Task directions:
Rewrite every line of the listing below with "Tag" changed to "Mark" and nothing else altered, and leave the pictures out.

Begin Data extract

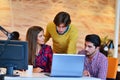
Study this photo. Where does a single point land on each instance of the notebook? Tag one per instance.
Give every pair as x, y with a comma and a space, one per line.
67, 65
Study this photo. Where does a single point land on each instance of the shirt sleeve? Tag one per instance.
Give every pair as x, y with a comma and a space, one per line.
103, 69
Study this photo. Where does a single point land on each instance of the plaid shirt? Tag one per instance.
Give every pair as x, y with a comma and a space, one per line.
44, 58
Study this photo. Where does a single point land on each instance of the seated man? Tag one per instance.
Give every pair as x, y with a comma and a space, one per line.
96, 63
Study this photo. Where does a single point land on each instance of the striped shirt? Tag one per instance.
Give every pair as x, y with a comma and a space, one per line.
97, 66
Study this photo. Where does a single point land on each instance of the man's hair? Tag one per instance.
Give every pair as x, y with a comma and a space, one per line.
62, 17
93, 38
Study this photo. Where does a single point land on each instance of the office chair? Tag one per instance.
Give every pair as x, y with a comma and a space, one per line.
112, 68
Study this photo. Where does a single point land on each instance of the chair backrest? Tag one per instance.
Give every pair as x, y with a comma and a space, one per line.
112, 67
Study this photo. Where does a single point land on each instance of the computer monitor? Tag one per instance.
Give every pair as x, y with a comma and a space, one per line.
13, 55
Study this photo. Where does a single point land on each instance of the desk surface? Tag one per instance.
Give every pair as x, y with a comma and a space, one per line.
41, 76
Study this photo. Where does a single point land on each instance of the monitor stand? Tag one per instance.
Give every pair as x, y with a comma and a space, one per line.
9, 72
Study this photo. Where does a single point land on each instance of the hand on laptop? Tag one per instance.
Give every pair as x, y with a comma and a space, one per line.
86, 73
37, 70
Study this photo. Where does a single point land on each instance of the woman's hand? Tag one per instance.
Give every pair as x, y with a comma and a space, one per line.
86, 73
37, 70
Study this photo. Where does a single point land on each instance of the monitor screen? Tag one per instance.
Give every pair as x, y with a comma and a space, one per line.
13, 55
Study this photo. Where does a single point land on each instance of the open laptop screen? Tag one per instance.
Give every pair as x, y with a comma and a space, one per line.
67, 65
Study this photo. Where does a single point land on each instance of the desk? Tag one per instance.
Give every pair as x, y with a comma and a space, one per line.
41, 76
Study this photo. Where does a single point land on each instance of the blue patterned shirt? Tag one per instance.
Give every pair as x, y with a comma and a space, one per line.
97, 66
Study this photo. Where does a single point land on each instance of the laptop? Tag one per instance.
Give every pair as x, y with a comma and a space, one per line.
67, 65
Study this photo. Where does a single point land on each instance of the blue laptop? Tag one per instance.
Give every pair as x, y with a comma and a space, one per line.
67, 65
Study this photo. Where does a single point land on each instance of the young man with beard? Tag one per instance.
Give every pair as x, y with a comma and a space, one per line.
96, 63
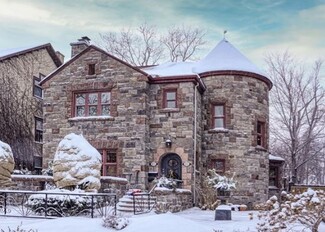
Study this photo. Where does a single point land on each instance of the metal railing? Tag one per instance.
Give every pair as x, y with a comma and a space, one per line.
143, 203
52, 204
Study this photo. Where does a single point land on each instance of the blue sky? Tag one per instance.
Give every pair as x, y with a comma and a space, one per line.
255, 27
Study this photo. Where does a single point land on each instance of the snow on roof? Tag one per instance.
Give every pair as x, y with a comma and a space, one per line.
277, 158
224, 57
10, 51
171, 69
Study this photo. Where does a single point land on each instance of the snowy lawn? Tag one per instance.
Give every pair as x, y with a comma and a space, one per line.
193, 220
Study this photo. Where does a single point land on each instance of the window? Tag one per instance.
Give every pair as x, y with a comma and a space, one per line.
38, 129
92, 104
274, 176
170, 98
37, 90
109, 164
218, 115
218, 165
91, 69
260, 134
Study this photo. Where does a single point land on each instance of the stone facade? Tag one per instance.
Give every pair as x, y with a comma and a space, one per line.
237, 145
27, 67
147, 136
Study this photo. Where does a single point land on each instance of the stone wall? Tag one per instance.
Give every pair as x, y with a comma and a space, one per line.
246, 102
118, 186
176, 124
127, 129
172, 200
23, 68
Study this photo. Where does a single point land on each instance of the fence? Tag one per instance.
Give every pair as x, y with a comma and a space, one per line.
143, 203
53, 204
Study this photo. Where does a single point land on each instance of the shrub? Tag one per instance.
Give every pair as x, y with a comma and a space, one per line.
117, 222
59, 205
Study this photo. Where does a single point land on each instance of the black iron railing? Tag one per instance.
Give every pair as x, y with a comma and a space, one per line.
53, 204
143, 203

End Data extract

Expected answer:
Study this photo. Where does a single point land on each instance of the notebook? Mark one per instance.
Give every pair as x, y with a comma and a space, one per line.
67, 65
Study this photo. Where does a single point land on each instance of the shirt sleeve? Mark one per instance.
Give every pair as x, y with a comma and a space, one per line.
103, 69
Study this photo. Where does a single point land on each instance of the plaid shirt? Mark one per instance.
Give every pair as x, y with a comma and a space, one per line.
44, 58
Study this photo. Where does a single point land on each instance of the seated man? Mark one per instance.
Give every pair as x, y with a comma and a space, one per line.
96, 63
Study this photo. Where does a single point land on each instance of the striped shirt? Mark one per instance.
Give every pair as x, y with a comma and a space, one per line.
97, 66
Study this photo. Where does a single point land on each instance of the man's hair? Mark one per instance.
Give every pair as x, y with a comma and a space, one per line.
62, 17
93, 38
Study this photo. Where does a single point land on each instance of the office chair? Mark one per instance.
Give every pair as x, y with a comma and a space, one per line.
112, 68
Study this photo. Where does a single point land on each instance of the chair backrest? Mark one per instance.
Give every pair as x, y with a comma and a space, one per line.
112, 67
Study this photo. Where does a single point land on each instance of the computer monitor? Mark one per instance.
Give every pair as x, y with a comma and a space, one per line.
13, 55
Study this photo. Where does a single point land on each instance of the desk surface? Mark one per instance.
Give every pair as x, y with a comma and a space, one per line.
41, 76
Study this photo. Where does a single point land on each instance of the monitor stand? Mark one per instance.
Give every pair as x, y with a comma and a space, one per line.
9, 72
Study this photo. Where does a single point land on each instance of the hand on laptop? Mark one per instance.
Give every pair as x, y with a comma and a space, one per line.
86, 73
37, 70
Study this photo. Where does a single point land on each instance of the woman's hand? Mark one per instance.
Give every pair as x, y with a comma and a space, one per line.
86, 73
37, 70
Study this photo. Where does a single point land on each instance of the monitor screen? Mark one per instance.
Give every pair as x, y with a comma and a space, one per line.
13, 55
Study this photo. Where does a single point land on each instance of the open laptop screen? Mark one per instance.
Give every pair as x, y with a comma and a space, one per line.
67, 65
Study this photo. Where does a single point land on each instance of the desk? Mark one per instance.
Give every pair as x, y with a comma and a space, one per line.
41, 76
Study this photo. Where does a single point land on each instance of the blue patterned shirt? Mark one per instance.
Give every pair as x, y with a comma and a space, one per line.
97, 66
Study this photo. Where does a single point land on each instance of the laptop? Mark one per instance.
Give every pair as x, y with a comma and a space, one per line.
67, 65
Study this photo. Where does a single point land on each instance of the blue laptop? Mark one per instance.
Give every pair as x, y with a comma and a space, one per line.
67, 65
Study this photo. Where does a single point land on each instance of the young man with beard? Mark one per instance.
Give every pair as x, y with a comma and a space, one per line.
96, 63
Study this photo. Where does a single point land on each instance of the metal railing? Mark one per instance.
Give every pair as x, y with a comma and a space, one per line.
143, 203
52, 204
Study this photo. Where does a single point land on each instance of the blue sky? Mark one per instance.
Give every pair as x, y with a comma and a space, one per line.
255, 27
Study this photo. Where does a single point land on each instance of the snow on roof? Mark one per instance.
Give every pair as x, y with a comma and a space, one per line.
277, 158
224, 57
10, 51
171, 69
Study this photo. Where does a single point land on each instance of the snowy lawn? Mark one per instance.
Give every pair as x, y with a comma and a space, one per line.
193, 220
Study this photo. Where does a single point land on each instance of the window? Mark one per instance.
Give every pair as x, y with a comma and a space, one per line.
38, 129
92, 104
274, 176
170, 98
37, 90
109, 164
218, 115
218, 165
91, 69
260, 134
Study this photo. Where does a single point land on each instance of the stone facade? Mark one per instance.
Give every pair as x, y with a comma and a space, one per line.
237, 145
27, 67
147, 136
Study this photo. Where does a single point land on each instance of the stone wall? Mark one per instance.
Give every pair as x, y with a comma and a space, one per line.
246, 102
118, 186
176, 124
127, 129
172, 200
23, 68
Study this photo. Where does a single point land on each instance of the fence? Mark one per instance.
Give every pair as x, y with a comma and a space, one per line.
143, 203
53, 204
Study this photo. Where does a single point land on each instance of the shrub? Mark one per instance.
Give every pair as x, y with a comma and a space, one per line.
117, 222
59, 205
Study this photo. Where does a single point land on each instance of the black iron railing? Mark one per instance.
Give every pair as x, y with a comma and a space, one per line.
53, 204
143, 203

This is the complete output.